## Fragment
^^^^^^^^^^^^^^^^

De machtige Deltawerken werden in de loop van de jaren het symbool van onze strijd tegen het water. Ze waren eerst en vooral bedoeld om West-Nederland te vrijwaren van een catastrofe zoals die van 1953.

Maar gaandeweg bleken er een aantal nadelen te kleven aan de Deltawerken in hun huidge vorm. Ze vormden een enorme ingreep in de natuur, en hadden vergaande consequenties voor de zoet- en zoutwatervoorziening. En tenslotte had niemand indertijd kunnen voorzien dat de klimaatverandering ons voor nieuwe uitdagingen zou stellen.

Daarom is het nu tijd voor een nieuw Deltaplan: maatregelen nemen om op de korte en op de lange termijn het hoofd boven water houden. Maatregelen die bepalen hoe toekomstige generaties wonen, werken en leven. Het is onze verantwoordelijkheid om ervoor te zorgen dat zij zich veilig kunnen voelen achter de dijken en duinen.

Om te kijken hoe we die verantwoordelijkheid het beste gestalte kunnen geven heb ik vorig jaar de Deltacommissie ingesteld. Die commissie, met als voorzitter uw eilandgenoot Cees Veerman, zal mij in het najaar advies uitbrengen.

Ik weet zeker dat Cees Veerman het veiligheidsaspect hoog in het vaandel heeft staan. Tenslotte zag hij tijdens de watersnood in 1953 als bijna vierjarig jongetje het water over de dijk bij Nieuw-Bijerland klotsen.

^^^^^^^^^^^^^^^^

## Verstrekte informatie
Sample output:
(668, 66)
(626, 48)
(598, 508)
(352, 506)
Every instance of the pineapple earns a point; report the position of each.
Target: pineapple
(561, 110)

^^^^^^^^^^^^^^^^

## Opdrachten
a: Schrijf het stuk van het fragment woordelijk over, van "De machtige Deltawerken" tot en met "uitdagingen zou stellen.".
b: Geef bij elke bewering aan of die overeenkomt met het fragment, met ja of nee en de doorslaggevende woorden letterlijk geciteerd. (i) De Deltawerken waren in de eerste plaats bedoeld om West-Nederland te beschermen tegen een ramp zoals die van 1953. (ii) De Deltacommissie heeft haar advies al uitgebracht. (iii) Cees Veerman was tijdens de watersnood van 1953 ongeveer tien jaar oud.
c: Bij welke plaats zag Cees Veerman volgens het fragment in 1953 het water over de dijk klotsen?
Baseer je uitsluitend op het fragment en niet op de lijst.

## Antwoorden op volgorde
a:
De machtige Deltawerken werden in de loop van de jaren het symbool van onze strijd tegen het water. Ze waren eerst en vooral bedoeld om West-Nederland te vrijwaren van een catastrofe zoals die van 1953.

Maar gaandeweg bleken er een aantal nadelen te kleven aan de Deltawerken in hun huidge vorm. Ze vormden een enorme ingreep in de natuur, en hadden vergaande consequenties voor de zoet- en zoutwatervoorziening. En tenslotte had niemand indertijd kunnen voorzien dat de klimaatverandering ons voor nieuwe uitdagingen zou stellen.

b:
(i) Ja: "Ze waren eerst en vooral bedoeld om West-Nederland te vrijwaren van een catastrofe zoals die van 1953."
(ii) Nee: "zal mij in het najaar advies uitbrengen."
(iii) Nee: "als bijna vierjarig jongetje"

c: Bij Nieuw-Bijerland.